### [What is required]
Copy each line of the data below in which the word "tiled" can be found.

### [Exercise data]
★ ★ ★

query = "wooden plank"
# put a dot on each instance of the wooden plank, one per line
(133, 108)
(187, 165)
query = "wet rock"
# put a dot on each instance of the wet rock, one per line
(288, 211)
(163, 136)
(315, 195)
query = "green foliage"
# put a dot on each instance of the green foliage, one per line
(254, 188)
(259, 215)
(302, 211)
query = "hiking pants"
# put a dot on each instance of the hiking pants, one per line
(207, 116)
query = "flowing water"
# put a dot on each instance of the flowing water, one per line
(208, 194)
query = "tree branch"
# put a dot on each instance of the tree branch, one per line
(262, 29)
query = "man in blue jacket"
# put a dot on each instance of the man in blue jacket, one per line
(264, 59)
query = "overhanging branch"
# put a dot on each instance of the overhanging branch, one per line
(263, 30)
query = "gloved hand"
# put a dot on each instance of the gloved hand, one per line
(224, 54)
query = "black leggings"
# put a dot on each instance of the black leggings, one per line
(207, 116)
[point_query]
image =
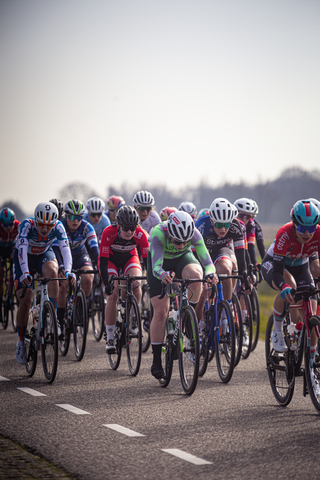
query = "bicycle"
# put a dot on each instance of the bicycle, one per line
(283, 368)
(128, 333)
(75, 318)
(9, 299)
(182, 338)
(42, 331)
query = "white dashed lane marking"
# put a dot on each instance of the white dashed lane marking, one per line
(72, 409)
(32, 392)
(124, 430)
(186, 456)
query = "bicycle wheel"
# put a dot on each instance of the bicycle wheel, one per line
(49, 342)
(133, 335)
(189, 350)
(145, 311)
(225, 343)
(238, 328)
(166, 358)
(280, 368)
(245, 305)
(31, 351)
(97, 311)
(312, 367)
(255, 308)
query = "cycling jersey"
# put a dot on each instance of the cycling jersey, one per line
(30, 242)
(7, 239)
(161, 248)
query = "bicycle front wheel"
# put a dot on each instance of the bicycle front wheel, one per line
(80, 325)
(189, 350)
(280, 367)
(133, 335)
(225, 342)
(49, 341)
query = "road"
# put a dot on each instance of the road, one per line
(80, 422)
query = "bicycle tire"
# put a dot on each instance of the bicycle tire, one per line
(49, 342)
(314, 321)
(80, 325)
(97, 311)
(255, 308)
(133, 335)
(225, 343)
(247, 323)
(166, 358)
(280, 370)
(238, 327)
(146, 316)
(189, 350)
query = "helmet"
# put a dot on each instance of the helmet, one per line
(305, 213)
(245, 205)
(166, 212)
(47, 213)
(180, 226)
(188, 207)
(7, 216)
(127, 216)
(115, 202)
(95, 205)
(221, 210)
(74, 207)
(59, 206)
(143, 199)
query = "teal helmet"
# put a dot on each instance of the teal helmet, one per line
(305, 213)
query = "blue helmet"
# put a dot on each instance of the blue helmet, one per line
(305, 213)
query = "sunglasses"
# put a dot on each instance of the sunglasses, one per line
(142, 209)
(132, 228)
(221, 225)
(303, 229)
(75, 217)
(42, 225)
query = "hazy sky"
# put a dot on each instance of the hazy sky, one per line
(156, 91)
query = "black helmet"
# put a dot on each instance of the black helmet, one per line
(127, 216)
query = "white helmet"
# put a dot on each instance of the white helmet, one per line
(47, 213)
(143, 199)
(245, 205)
(95, 205)
(221, 210)
(180, 226)
(188, 207)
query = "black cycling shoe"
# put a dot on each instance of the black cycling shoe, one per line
(157, 371)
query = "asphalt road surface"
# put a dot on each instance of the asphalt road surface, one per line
(96, 423)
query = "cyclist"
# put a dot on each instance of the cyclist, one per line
(190, 208)
(94, 215)
(118, 250)
(224, 239)
(114, 203)
(143, 202)
(169, 255)
(84, 250)
(286, 265)
(33, 252)
(8, 233)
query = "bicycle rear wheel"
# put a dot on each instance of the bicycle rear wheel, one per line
(133, 336)
(313, 372)
(97, 311)
(80, 325)
(189, 350)
(225, 343)
(255, 308)
(49, 342)
(280, 368)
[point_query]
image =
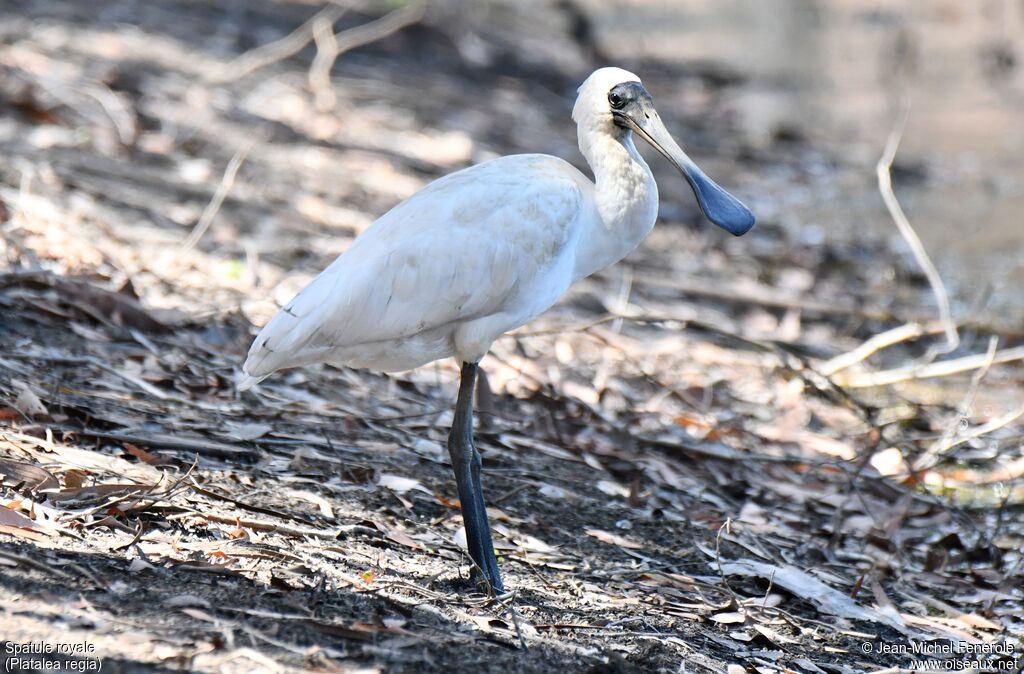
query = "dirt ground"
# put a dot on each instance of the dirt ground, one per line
(693, 462)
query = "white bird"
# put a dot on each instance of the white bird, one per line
(483, 251)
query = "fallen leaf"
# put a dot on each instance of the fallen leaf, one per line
(613, 539)
(245, 431)
(729, 618)
(31, 476)
(400, 485)
(807, 587)
(142, 455)
(28, 403)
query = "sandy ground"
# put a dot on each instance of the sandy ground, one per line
(682, 476)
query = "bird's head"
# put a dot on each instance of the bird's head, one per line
(613, 101)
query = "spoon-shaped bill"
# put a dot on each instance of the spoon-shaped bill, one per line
(718, 205)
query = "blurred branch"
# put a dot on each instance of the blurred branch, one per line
(226, 181)
(331, 46)
(884, 171)
(290, 45)
(941, 369)
(876, 343)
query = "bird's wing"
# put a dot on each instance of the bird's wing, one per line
(461, 248)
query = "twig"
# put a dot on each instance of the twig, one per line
(884, 172)
(226, 181)
(941, 369)
(290, 45)
(944, 444)
(331, 46)
(320, 70)
(876, 343)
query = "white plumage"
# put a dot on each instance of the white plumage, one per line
(483, 251)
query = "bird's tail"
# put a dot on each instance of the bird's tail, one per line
(247, 381)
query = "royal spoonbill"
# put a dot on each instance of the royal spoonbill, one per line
(480, 252)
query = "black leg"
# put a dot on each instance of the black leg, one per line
(466, 463)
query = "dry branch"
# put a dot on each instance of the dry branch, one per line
(290, 45)
(940, 369)
(884, 171)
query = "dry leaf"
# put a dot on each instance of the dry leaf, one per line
(613, 539)
(28, 403)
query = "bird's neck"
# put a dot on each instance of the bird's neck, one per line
(626, 198)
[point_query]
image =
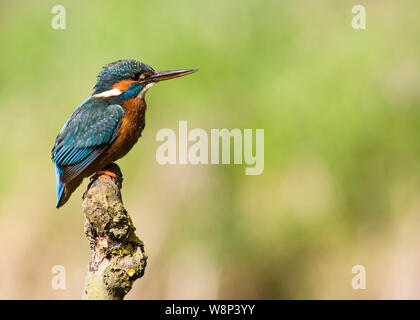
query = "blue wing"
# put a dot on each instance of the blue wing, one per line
(90, 129)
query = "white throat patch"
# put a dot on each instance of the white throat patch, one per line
(108, 93)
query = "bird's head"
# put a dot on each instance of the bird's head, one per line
(130, 78)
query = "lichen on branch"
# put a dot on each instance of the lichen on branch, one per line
(118, 257)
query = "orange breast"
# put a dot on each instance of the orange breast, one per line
(130, 131)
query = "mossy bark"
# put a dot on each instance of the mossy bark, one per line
(118, 257)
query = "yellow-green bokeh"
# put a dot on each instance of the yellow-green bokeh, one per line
(341, 113)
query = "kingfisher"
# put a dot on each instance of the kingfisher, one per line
(106, 125)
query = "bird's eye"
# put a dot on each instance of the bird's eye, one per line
(135, 76)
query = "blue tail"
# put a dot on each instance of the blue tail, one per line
(60, 186)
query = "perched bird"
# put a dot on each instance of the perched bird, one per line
(106, 125)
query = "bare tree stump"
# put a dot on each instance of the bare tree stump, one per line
(118, 257)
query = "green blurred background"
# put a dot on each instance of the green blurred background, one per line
(341, 114)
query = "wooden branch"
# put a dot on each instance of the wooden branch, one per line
(118, 257)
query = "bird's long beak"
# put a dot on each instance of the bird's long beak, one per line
(166, 75)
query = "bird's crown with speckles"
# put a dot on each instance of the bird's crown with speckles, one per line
(117, 71)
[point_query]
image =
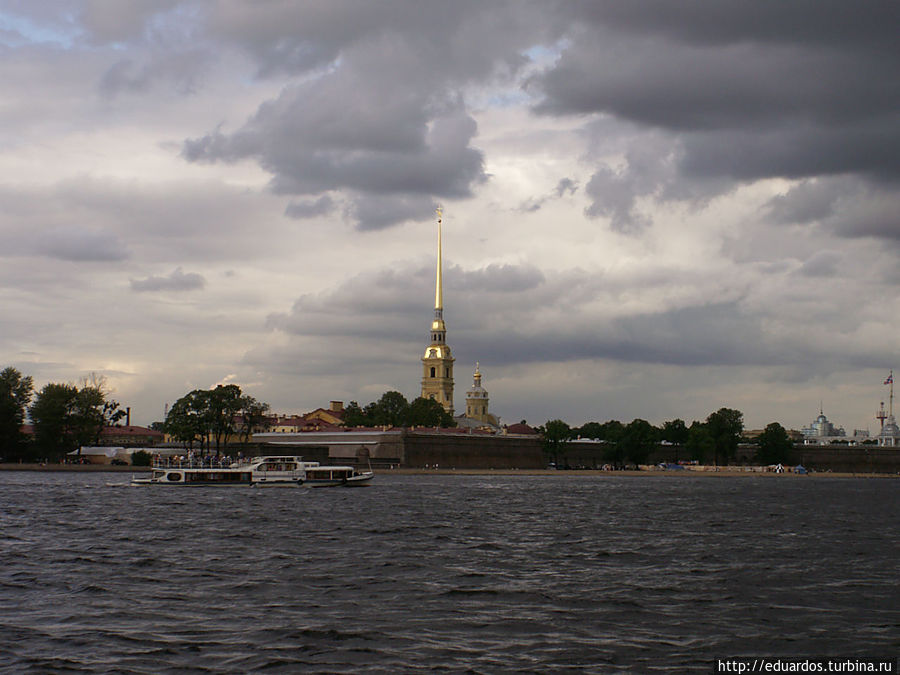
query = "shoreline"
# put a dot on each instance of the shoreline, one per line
(688, 473)
(711, 473)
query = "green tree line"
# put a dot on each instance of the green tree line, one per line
(210, 418)
(714, 440)
(393, 410)
(64, 416)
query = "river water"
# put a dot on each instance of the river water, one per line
(454, 574)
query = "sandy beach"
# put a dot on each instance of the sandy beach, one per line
(708, 472)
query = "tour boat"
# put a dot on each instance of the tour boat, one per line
(335, 476)
(275, 471)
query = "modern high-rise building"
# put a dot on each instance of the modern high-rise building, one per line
(437, 363)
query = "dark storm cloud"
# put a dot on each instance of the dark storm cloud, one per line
(178, 280)
(848, 206)
(378, 108)
(509, 315)
(310, 208)
(822, 264)
(182, 70)
(566, 187)
(79, 244)
(379, 144)
(747, 91)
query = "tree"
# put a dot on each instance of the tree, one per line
(391, 410)
(611, 431)
(15, 395)
(53, 414)
(637, 441)
(590, 430)
(66, 417)
(774, 445)
(675, 432)
(185, 421)
(555, 434)
(700, 443)
(224, 404)
(725, 426)
(254, 415)
(354, 415)
(426, 412)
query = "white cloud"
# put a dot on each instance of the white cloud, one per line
(646, 215)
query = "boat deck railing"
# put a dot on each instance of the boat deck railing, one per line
(193, 462)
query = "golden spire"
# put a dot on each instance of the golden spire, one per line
(438, 290)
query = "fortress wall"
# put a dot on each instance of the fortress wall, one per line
(454, 451)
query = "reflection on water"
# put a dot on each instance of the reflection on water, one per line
(446, 573)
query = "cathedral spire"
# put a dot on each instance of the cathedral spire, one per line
(438, 285)
(437, 363)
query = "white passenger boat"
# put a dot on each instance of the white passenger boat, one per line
(335, 476)
(274, 471)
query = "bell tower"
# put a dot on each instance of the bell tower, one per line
(477, 399)
(437, 363)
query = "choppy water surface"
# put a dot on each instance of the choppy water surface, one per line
(444, 573)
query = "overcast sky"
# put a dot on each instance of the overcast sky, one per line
(652, 209)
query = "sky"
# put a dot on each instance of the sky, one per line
(651, 209)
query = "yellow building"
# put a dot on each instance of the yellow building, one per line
(437, 363)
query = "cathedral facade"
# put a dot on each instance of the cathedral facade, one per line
(437, 363)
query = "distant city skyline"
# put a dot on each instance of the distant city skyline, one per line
(648, 213)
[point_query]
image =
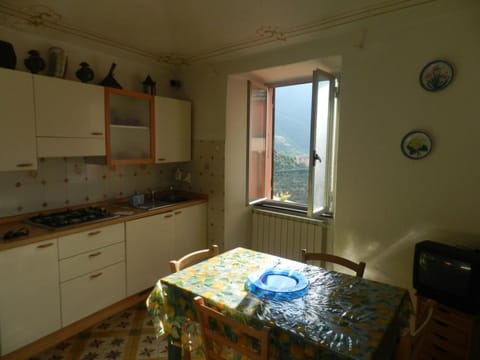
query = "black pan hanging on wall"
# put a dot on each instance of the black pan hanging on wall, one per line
(109, 80)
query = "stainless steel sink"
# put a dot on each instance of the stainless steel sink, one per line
(152, 205)
(161, 203)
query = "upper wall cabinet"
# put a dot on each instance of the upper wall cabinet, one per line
(69, 117)
(17, 134)
(173, 130)
(130, 127)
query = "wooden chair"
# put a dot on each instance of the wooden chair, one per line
(359, 268)
(219, 337)
(193, 258)
(409, 344)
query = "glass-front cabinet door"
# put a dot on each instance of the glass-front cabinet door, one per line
(129, 127)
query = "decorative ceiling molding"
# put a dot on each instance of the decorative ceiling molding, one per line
(42, 16)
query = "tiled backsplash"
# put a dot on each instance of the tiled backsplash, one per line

★ ★ ★

### [Exercise result]
query = "tiled backsplash"
# put a dot on each instance of the tiled backsplash, one per line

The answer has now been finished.